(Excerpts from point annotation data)
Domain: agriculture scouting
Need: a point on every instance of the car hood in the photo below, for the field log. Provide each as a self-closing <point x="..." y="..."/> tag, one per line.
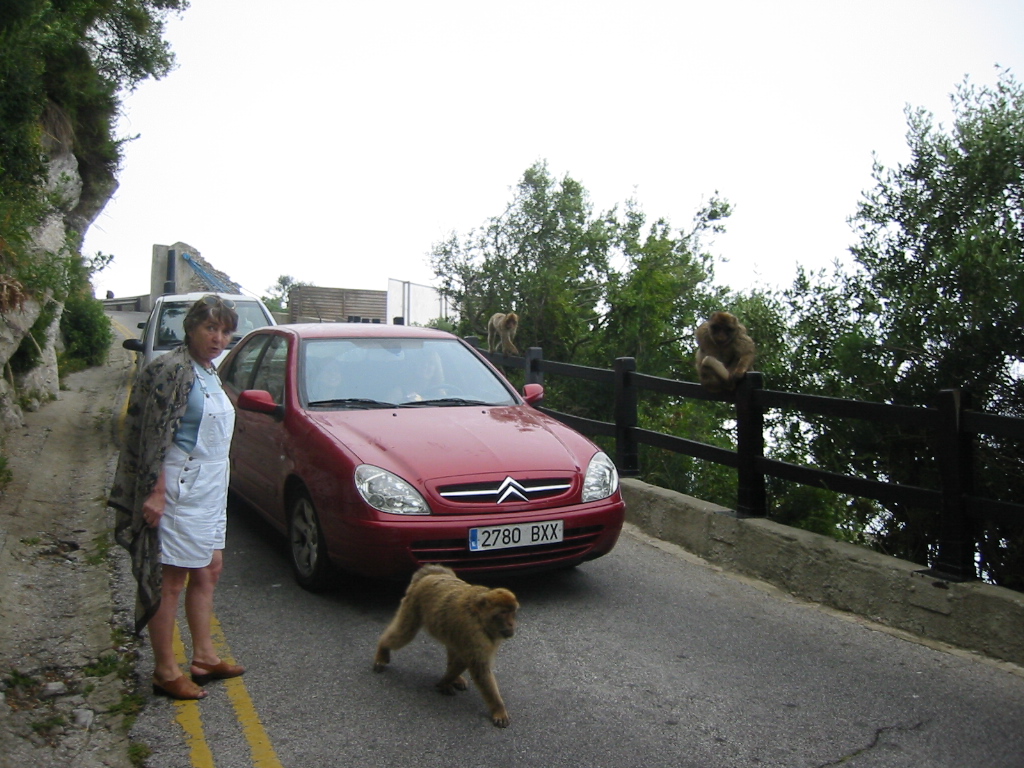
<point x="430" y="443"/>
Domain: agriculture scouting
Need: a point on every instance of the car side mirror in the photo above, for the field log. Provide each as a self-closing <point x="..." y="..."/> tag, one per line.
<point x="532" y="393"/>
<point x="260" y="401"/>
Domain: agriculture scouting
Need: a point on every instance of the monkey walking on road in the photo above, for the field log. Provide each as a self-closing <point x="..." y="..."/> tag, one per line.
<point x="471" y="622"/>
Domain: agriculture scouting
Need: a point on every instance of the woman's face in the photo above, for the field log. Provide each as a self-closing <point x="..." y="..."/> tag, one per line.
<point x="209" y="339"/>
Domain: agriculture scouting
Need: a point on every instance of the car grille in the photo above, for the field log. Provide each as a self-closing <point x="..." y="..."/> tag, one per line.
<point x="455" y="552"/>
<point x="507" y="491"/>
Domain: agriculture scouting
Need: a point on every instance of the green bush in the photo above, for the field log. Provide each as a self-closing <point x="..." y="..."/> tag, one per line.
<point x="86" y="331"/>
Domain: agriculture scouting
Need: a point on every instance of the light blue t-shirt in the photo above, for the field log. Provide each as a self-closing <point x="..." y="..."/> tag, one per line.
<point x="187" y="434"/>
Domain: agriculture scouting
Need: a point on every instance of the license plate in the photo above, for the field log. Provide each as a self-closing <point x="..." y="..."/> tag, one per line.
<point x="516" y="535"/>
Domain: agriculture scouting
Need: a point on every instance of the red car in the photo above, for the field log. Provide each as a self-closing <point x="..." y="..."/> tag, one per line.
<point x="379" y="449"/>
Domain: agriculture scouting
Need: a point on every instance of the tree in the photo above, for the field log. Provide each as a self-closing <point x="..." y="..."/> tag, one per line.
<point x="546" y="258"/>
<point x="936" y="301"/>
<point x="276" y="298"/>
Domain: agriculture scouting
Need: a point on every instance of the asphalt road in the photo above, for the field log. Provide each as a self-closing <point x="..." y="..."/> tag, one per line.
<point x="644" y="657"/>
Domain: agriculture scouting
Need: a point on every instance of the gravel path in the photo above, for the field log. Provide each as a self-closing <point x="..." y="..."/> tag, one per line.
<point x="66" y="649"/>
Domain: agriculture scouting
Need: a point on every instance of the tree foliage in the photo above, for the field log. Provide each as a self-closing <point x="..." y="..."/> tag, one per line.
<point x="62" y="65"/>
<point x="276" y="295"/>
<point x="935" y="302"/>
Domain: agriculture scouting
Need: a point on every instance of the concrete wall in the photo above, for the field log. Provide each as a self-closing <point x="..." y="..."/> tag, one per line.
<point x="972" y="615"/>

EXERCISE>
Reproduce the records above exactly, leaving out every picture they contain.

FULL OUTPUT>
Domain: agriculture scouting
Need: a point on every instance of the car hood in the photo below, for the field log. Provide each as a self-closing <point x="..." y="..."/> tag, one per line.
<point x="430" y="443"/>
Domain: agriculture scouting
Need: a point on every instance of the car side mirror in the photo above, for the field log. Provide each as a self-closing <point x="..." y="..."/> tag, one per line.
<point x="532" y="393"/>
<point x="260" y="401"/>
Domain: agriculture scouting
Need: a point on every instance of the monkey walking on road in the photo above, for the field log. Provide each as a self-closing <point x="..." y="..."/> tag, one per line.
<point x="471" y="622"/>
Domain: agriculture scouting
Need: a point on every instance of the woman's face in the photo above, for the field log. Provide each as a self-closing <point x="..." y="..."/> tag, one per line.
<point x="209" y="339"/>
Domain: agriculture scouting
Need: a point on every instance of the car grille in the photo above, for the field log. Provide each as a self-closing <point x="..." y="..."/> tag, one per line.
<point x="455" y="552"/>
<point x="507" y="491"/>
Domain: agriculture scouting
Need: a point on every instance of the green bush in the photo above, for the field log. Provide each as a self-closing <point x="..." y="..."/> tag, one per line.
<point x="86" y="331"/>
Domain: agriculture scouting
Need: a point on every instance of the light blue t-shirt in the photo above, for the field log. Provide each as a self-closing <point x="..." y="..."/> tag, one per line.
<point x="187" y="434"/>
Domain: agriculture scouting
Need: a point on every instance of the license plate in the photo above, for the field log. Provide each as a self-closing <point x="..." y="..."/> tag, one per line.
<point x="516" y="535"/>
Domain: agriculture scouting
Need: a point on every instance of the red car in the photo above, for the field log. Provide each as a self-closing <point x="..." y="..."/> tag, one per line.
<point x="379" y="449"/>
Domain: agriculture scouting
Need: a point on every instance of the tree in the photo above, for the field log. Provide each as a self-closing <point x="..." y="..."/> tag, one per line.
<point x="546" y="258"/>
<point x="936" y="301"/>
<point x="276" y="298"/>
Domain: agriculture scouting
Need: a point on every instance of the asphalt road in the photo above, for the field log. Provide each as a self-closing <point x="..." y="..."/> tag, one per line.
<point x="644" y="657"/>
Domain: agriculture scouting
Need: a point on every instance of the gravel path in the photo above, for the field log. Provide each as a self-closing <point x="..." y="..."/> tag, one per line.
<point x="66" y="649"/>
Domain: agriculture scouting
Need: a point on every instance of the tree foliage in the photo above, for the field log. Provide each as a self-closing <point x="..." y="..."/> tag, one per line.
<point x="62" y="65"/>
<point x="276" y="295"/>
<point x="935" y="302"/>
Domain: agriculture scouting
Need: a point on every instance of the concrete wall in the photo above, for the field log. Provide each as a self-closing <point x="..." y="..."/> tag, one per line.
<point x="972" y="615"/>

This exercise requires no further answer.